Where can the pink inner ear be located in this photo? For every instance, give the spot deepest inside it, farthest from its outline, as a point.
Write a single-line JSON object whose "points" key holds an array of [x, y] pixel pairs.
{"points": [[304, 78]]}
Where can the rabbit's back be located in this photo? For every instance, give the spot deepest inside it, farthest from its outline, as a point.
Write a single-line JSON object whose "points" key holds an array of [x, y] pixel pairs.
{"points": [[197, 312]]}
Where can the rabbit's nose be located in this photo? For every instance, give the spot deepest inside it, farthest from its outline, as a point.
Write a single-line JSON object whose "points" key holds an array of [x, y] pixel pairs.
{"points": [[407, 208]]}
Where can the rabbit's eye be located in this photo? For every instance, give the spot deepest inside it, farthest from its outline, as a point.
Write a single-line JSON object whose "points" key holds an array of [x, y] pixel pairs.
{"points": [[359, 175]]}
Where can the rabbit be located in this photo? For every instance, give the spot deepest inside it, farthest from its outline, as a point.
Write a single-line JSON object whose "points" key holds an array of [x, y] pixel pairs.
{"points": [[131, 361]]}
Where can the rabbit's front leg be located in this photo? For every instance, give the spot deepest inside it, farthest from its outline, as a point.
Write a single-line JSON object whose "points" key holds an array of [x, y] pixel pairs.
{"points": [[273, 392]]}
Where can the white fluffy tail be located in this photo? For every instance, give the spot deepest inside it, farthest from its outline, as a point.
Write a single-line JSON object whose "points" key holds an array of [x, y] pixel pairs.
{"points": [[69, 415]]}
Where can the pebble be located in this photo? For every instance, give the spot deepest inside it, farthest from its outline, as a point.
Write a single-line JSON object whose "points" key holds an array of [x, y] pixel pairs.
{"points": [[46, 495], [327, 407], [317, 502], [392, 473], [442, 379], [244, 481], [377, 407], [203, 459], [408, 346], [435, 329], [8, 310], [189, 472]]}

******************************

WORK ORDER:
Scan the material and collect every line that contains "rabbit".

RESPONSE FOR THIS EXERCISE:
Where can the rabbit's back be located in this photo? For every instance, give the spot deepest inside it, farthest from its outline, as a point.
Where can the rabbit's nose be located in this photo? For every instance, give the spot deepest inside it, farthest from its outline, as a point.
Where can the rabbit's eye be located in this photo? For every instance, give the spot deepest inside it, farthest from its outline, as a point.
Where can the rabbit be located in this photo? For every instance, give the spot deepest inside it, farthest from its outline, as a point.
Where can the rabbit's front leg be located in this photo? For every instance, give the spot deepest inside it, farthest from its outline, as a point.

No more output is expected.